→ **TASK LIST**
1. In one to three sentences, explain why the article on material adverse clauses says we should not be surprised that these clauses are getting more attention.
2. Please extend the article on material adverse clauses, starting after its final sentence.

→ **TEXT FOR ANALYSIS**
= Beginning of Section =
As more and more buyouts break the Material Adverse Clause [MAC], this is rightfully getting more and more attention. Back in 2001 when the tech bubble burst and many buyouts starting breaking, many sponsors pressured their bankers to invoke the MAC and kill deals that the sponsor no longer wanted to do (because the multiple didn’t make sense anymore, or the company was going to face recessionary headwinds etc.). Under this scheme, the sponsors used the promise of future investment banking business when the cycle turned to make the banks play the bad guys.
In more recent buyouts that are under pressure, the banks have started to make MAC arguments in committed financing negotiations with sponsors. This time the banks are using the MACs against the sponsors and not in the interest of the sponsors. While the Prince is not aware of a MAC being officially invoked in any recent busted buyouts, he certainly believes that banks are using MACs in contract negotiations as a threat and a bargaining chip.
Given the power that these clauses have to break up buyouts, absolve sponsors of paying breakup fees, and get banks off the hook from committed financings among other things, we should not be surprised that these clauses are, and will be, getting more attention.
A material adverse effects clause is a provision in M&A agreements that allows a party to walk away from a deal if a counterparty has suffered a so-called "MAE" as defined in the document. As reported in The Deal:
"The last nine or 10 months feel like one big MAE," said Faiza Saeed, a partner at the venerable M&A law firm, Cravath, Swaine & Moore LLP in New York. Pointing to one case where the interpretation of an MAE clause was central to a dispute, she noted that the one in the Finish Line Inc.-Genesco Inc. agreement was fairly standard in carving out a number of potential occurrences from the definition of MAE. "Definitions tend to be repeated from deal to deal without a lot of thought," said Saeed, who also noted that the complexity of MAE clauses often baffles clients as well as judges. "We’ve gone back and looked at these definitions and asked if anyone understands them."
= End of Section =
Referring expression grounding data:
= Beginning of Section =
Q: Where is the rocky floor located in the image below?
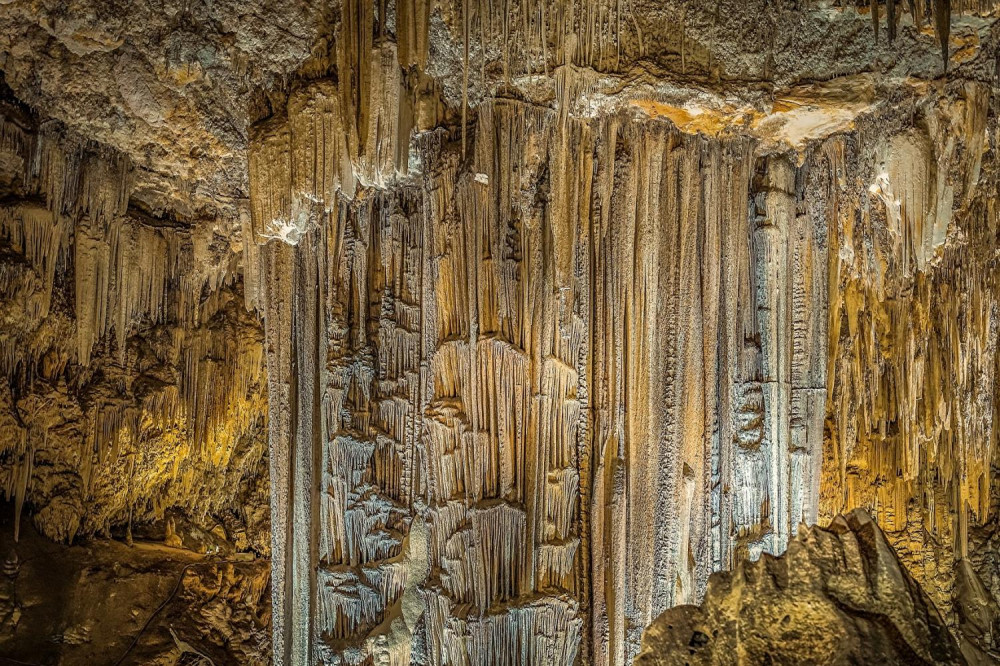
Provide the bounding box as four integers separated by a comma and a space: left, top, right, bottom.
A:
0, 512, 270, 666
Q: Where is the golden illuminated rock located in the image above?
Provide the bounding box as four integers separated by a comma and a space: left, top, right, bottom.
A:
0, 0, 1000, 666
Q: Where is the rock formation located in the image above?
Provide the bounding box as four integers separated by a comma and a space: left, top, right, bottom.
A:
0, 0, 1000, 666
635, 509, 966, 666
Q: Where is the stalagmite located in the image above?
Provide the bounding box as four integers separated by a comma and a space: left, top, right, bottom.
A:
0, 0, 1000, 666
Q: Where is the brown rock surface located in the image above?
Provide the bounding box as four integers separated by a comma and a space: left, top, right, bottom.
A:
635, 509, 964, 666
0, 520, 270, 666
0, 0, 1000, 666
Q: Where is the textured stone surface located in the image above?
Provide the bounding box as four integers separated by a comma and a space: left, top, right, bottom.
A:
0, 520, 270, 666
0, 0, 1000, 664
635, 510, 965, 666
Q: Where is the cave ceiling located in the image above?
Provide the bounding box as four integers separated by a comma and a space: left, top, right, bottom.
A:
0, 0, 1000, 666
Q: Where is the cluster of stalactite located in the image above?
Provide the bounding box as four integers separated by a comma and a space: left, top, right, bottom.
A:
247, 70, 827, 664
822, 84, 1000, 610
244, 5, 996, 652
0, 103, 267, 548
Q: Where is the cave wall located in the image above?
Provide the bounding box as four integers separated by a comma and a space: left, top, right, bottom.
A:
0, 101, 269, 553
242, 23, 997, 664
0, 0, 1000, 664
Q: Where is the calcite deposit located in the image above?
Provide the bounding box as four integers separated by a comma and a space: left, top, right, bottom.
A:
0, 0, 1000, 666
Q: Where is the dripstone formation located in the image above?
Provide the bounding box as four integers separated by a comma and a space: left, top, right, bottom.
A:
0, 0, 1000, 666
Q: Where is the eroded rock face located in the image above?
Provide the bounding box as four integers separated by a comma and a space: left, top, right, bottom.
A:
635, 510, 964, 666
0, 0, 1000, 666
0, 520, 271, 666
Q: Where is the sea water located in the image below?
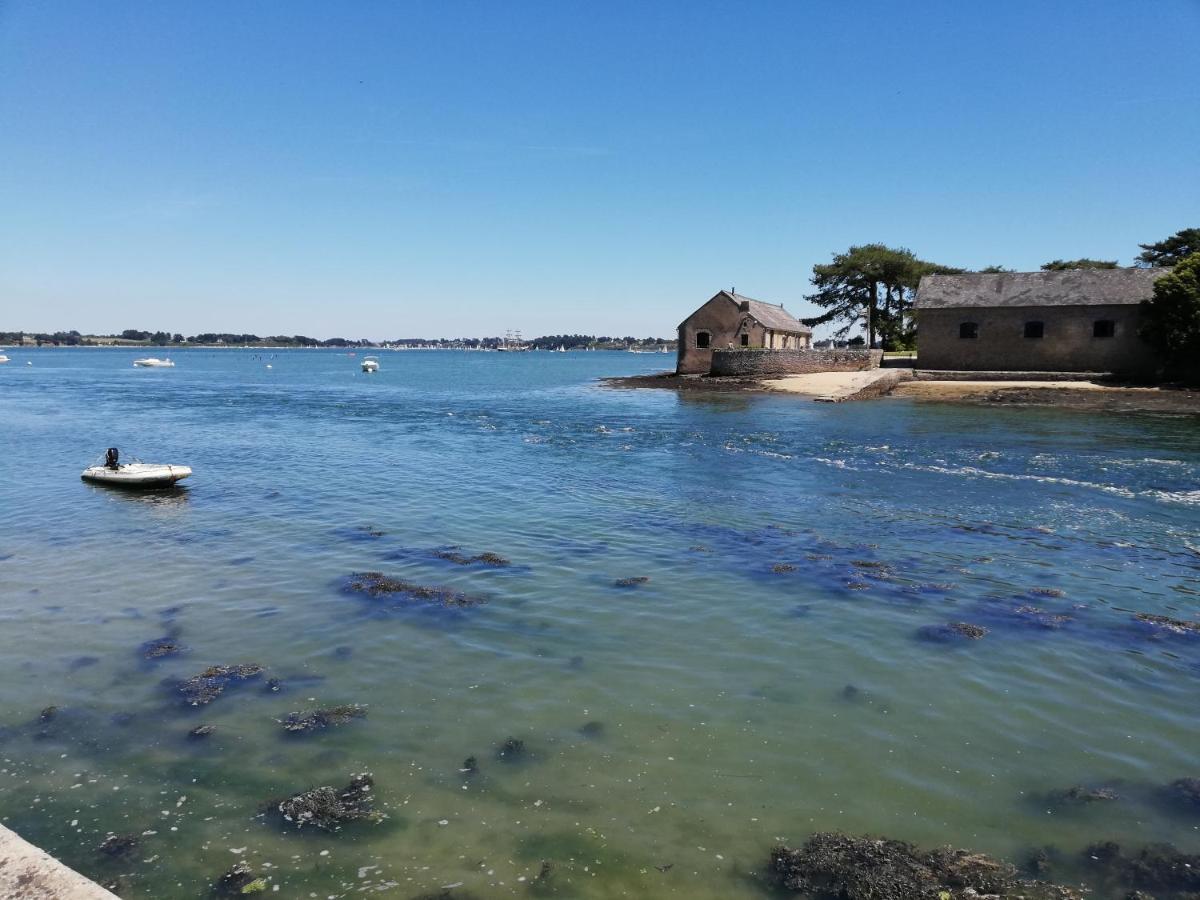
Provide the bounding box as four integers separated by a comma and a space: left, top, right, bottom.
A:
0, 348, 1200, 898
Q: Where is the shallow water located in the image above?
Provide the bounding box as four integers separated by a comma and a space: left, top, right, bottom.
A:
0, 349, 1200, 898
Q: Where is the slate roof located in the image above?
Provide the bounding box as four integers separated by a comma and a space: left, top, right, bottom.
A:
917, 269, 1169, 310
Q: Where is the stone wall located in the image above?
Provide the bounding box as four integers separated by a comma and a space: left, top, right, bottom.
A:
917, 304, 1154, 373
709, 349, 883, 376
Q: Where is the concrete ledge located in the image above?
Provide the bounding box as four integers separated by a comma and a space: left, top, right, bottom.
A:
709, 347, 883, 377
0, 826, 119, 900
913, 368, 1112, 382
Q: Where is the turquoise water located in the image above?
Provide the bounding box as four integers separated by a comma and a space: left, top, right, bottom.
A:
0, 349, 1200, 898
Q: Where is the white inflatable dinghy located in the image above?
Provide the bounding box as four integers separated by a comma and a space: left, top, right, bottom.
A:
79, 462, 192, 487
79, 448, 192, 487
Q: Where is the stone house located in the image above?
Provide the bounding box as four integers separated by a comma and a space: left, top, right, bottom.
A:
916, 269, 1166, 373
676, 290, 812, 374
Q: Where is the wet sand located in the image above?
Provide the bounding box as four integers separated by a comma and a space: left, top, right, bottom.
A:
888, 379, 1200, 415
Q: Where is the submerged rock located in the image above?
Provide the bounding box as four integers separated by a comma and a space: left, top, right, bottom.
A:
917, 622, 988, 643
212, 860, 268, 898
1046, 785, 1121, 806
278, 703, 367, 734
276, 773, 383, 832
142, 637, 184, 659
1084, 841, 1200, 893
496, 738, 524, 761
1166, 778, 1200, 809
1013, 606, 1070, 629
96, 832, 142, 859
769, 833, 1079, 900
179, 662, 263, 707
346, 572, 485, 608
1134, 612, 1200, 635
433, 547, 511, 568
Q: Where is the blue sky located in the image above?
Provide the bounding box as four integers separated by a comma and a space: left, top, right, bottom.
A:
0, 0, 1200, 337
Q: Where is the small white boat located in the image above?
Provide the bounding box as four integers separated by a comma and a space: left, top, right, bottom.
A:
79, 448, 192, 487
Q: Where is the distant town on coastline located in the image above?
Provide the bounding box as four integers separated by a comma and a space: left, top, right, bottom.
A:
0, 329, 674, 350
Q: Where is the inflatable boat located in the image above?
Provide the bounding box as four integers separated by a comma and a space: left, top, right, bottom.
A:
79, 446, 192, 487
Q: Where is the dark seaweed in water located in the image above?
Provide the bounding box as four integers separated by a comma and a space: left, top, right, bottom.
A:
1166, 778, 1200, 810
96, 832, 142, 859
1046, 785, 1121, 806
278, 703, 367, 734
1134, 612, 1200, 635
212, 859, 266, 898
917, 622, 988, 643
272, 773, 383, 832
1084, 841, 1200, 900
613, 575, 650, 588
433, 547, 511, 568
496, 738, 524, 761
346, 572, 485, 608
142, 637, 184, 659
769, 833, 1079, 900
179, 662, 263, 707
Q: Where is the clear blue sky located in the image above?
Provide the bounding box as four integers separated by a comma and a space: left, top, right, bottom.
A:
0, 0, 1200, 337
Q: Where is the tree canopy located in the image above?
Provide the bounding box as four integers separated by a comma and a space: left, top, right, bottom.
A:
1141, 253, 1200, 383
804, 244, 962, 350
1138, 228, 1200, 268
1042, 257, 1118, 272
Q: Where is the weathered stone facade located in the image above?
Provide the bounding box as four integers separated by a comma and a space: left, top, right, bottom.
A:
676, 290, 812, 374
710, 349, 883, 376
917, 304, 1154, 373
917, 269, 1163, 376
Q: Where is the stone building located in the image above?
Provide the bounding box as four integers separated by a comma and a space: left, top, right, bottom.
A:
676, 290, 812, 374
916, 269, 1166, 373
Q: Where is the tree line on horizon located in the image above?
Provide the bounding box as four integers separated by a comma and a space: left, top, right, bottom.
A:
803, 228, 1200, 350
0, 329, 674, 350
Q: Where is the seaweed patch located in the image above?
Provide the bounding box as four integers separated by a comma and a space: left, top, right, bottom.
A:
917, 622, 988, 643
433, 547, 511, 568
613, 575, 650, 588
278, 703, 367, 734
179, 662, 263, 707
271, 773, 383, 832
346, 572, 486, 608
769, 833, 1080, 900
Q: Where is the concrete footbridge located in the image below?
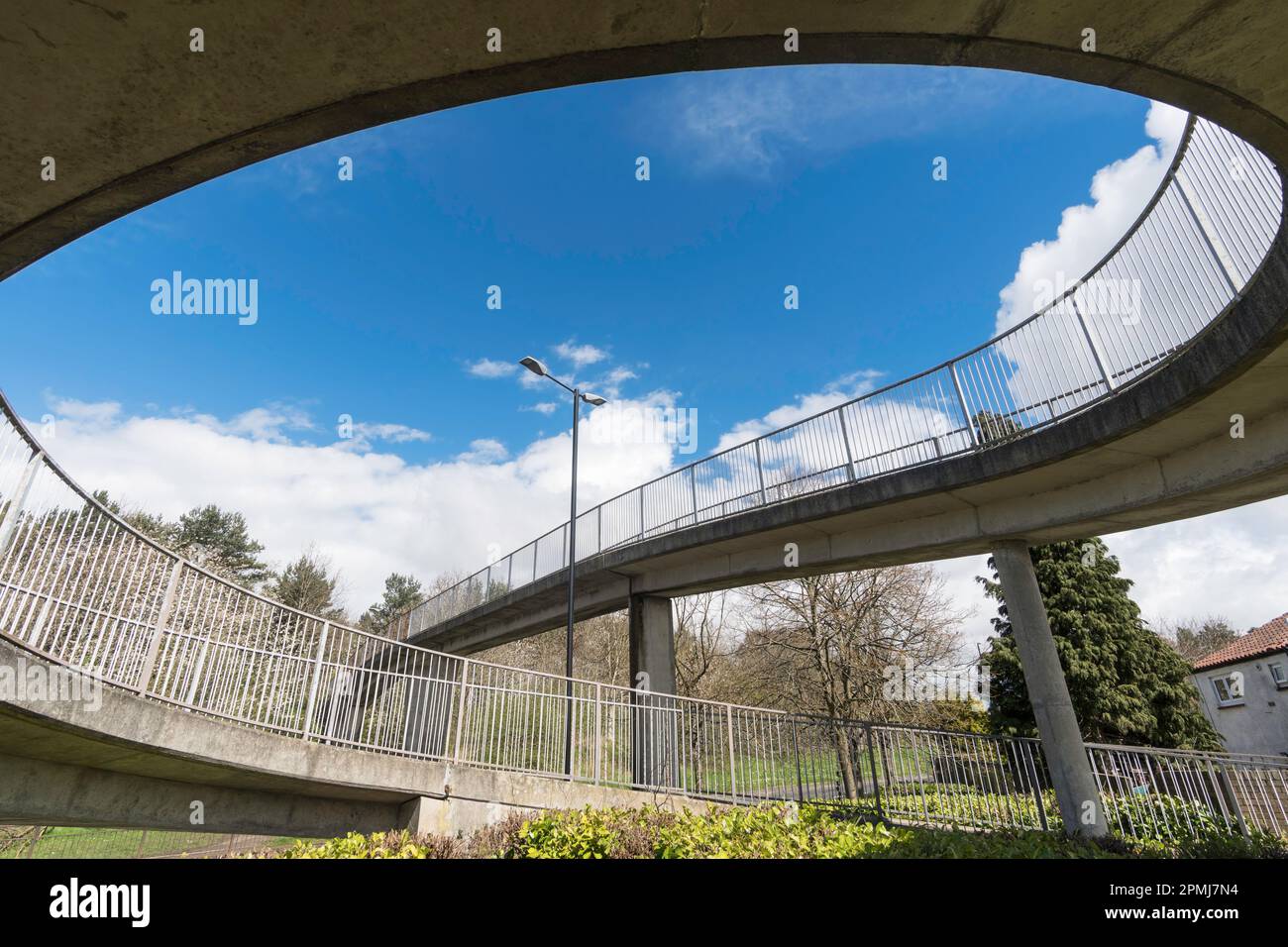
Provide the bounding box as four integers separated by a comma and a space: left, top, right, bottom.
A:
0, 0, 1288, 835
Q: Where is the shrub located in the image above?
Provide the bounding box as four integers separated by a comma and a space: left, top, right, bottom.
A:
267, 795, 1288, 858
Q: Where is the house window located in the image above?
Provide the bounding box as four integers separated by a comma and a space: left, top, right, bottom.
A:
1208, 674, 1243, 707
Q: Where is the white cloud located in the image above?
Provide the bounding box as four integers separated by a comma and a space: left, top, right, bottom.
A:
22, 395, 675, 614
335, 421, 434, 453
996, 102, 1186, 333
554, 339, 608, 371
456, 437, 510, 464
467, 359, 517, 377
652, 65, 1040, 177
716, 368, 883, 453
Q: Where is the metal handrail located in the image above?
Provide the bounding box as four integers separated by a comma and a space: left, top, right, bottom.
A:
0, 112, 1288, 845
399, 116, 1283, 638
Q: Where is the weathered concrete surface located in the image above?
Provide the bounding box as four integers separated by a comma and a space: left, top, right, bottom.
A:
0, 640, 704, 837
0, 0, 1288, 653
0, 0, 1288, 275
993, 540, 1109, 837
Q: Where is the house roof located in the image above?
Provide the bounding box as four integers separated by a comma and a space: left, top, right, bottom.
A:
1194, 614, 1288, 672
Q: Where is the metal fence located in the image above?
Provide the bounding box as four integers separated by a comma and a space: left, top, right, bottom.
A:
0, 826, 295, 860
0, 114, 1285, 850
387, 117, 1283, 639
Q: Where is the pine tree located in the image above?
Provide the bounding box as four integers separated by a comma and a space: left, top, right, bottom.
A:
360, 573, 425, 634
172, 504, 271, 586
979, 539, 1221, 750
266, 553, 345, 621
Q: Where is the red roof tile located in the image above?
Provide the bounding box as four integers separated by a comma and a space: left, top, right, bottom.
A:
1194, 614, 1288, 672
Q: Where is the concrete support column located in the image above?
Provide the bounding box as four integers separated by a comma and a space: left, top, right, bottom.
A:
403, 679, 458, 758
630, 595, 680, 786
993, 540, 1109, 837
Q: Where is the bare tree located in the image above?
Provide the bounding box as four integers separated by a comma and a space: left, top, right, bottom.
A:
738, 566, 962, 797
675, 591, 737, 699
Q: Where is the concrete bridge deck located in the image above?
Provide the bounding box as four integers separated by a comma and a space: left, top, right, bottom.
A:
0, 0, 1288, 834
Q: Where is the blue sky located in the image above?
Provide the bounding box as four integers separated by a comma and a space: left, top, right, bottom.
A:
0, 67, 1147, 462
0, 65, 1288, 640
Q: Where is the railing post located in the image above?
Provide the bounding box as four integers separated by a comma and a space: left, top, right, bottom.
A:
595, 681, 604, 786
1173, 167, 1243, 296
863, 724, 885, 822
304, 621, 331, 740
1215, 760, 1250, 837
452, 657, 471, 763
755, 437, 769, 506
1069, 292, 1117, 391
793, 716, 805, 802
725, 703, 738, 802
948, 362, 979, 447
0, 451, 46, 556
1021, 743, 1051, 832
836, 404, 859, 480
690, 467, 698, 526
137, 559, 183, 693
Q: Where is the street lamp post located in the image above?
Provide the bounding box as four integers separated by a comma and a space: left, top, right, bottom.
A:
519, 356, 608, 776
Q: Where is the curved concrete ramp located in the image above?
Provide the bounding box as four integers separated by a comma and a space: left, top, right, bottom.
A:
0, 0, 1288, 277
0, 640, 705, 837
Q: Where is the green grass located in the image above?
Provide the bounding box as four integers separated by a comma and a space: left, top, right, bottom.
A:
0, 827, 297, 858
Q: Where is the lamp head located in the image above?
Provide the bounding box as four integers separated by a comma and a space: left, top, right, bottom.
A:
519, 356, 550, 377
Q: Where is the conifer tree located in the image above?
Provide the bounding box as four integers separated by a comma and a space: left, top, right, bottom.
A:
979, 539, 1221, 750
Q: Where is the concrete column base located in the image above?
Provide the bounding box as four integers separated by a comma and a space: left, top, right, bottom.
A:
993, 540, 1109, 837
630, 595, 680, 788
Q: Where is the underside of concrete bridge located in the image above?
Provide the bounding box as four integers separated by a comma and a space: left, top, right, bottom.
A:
0, 0, 1288, 835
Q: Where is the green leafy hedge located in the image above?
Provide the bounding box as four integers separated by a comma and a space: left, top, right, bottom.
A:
268, 804, 1288, 858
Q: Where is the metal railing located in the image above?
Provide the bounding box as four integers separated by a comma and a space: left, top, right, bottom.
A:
0, 114, 1288, 850
0, 826, 295, 860
1087, 743, 1288, 839
399, 117, 1283, 639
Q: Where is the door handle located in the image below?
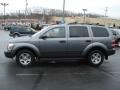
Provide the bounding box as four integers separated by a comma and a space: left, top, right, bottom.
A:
86, 40, 91, 42
59, 40, 66, 43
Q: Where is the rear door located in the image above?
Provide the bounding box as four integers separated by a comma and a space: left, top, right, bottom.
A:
91, 26, 112, 47
67, 26, 92, 57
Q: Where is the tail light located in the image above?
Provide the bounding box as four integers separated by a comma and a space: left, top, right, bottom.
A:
112, 40, 118, 48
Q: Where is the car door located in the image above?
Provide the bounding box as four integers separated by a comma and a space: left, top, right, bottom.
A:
= End of Section =
→ **ANSWERS TO THIS EXERCISE**
1. The clauses have the power to break up buyouts, absolve sponsors of paying breakup fees, and get banks off the hook from committed financings, among other things. Because of that power, they are, and will be, getting more attention.

2.
Clearly the language of a MAC and an MAE needs to be carefully considered. For example, consider the MAC in the merger agreement for SLM Corp’s (NYSE:SLM) acquisition by J.C. Flowers. That agreement stated that Flowers could walk from the deal if SLM suffered a decline worse than that of other companies in its industry, but the agreement was ambiguous on a critical issue. Should the court compare SLM to the whole of financial services? Should it just compare it to student lenders? Clearly SLM is an example where the drafting of the MAC and MAE could have been done better and The Prince does not believe that this is an isolated incident.
Given the power that MACs hold, it is clear to the Prince that many attorneys will have to rethink how they draft such clauses and how they define an MAE in the future. Furthermore, sponsors, banks, and sellers would all be wise to approach the drafting and inclusion of MACs with a bit more caution and attention than they have granted in the past.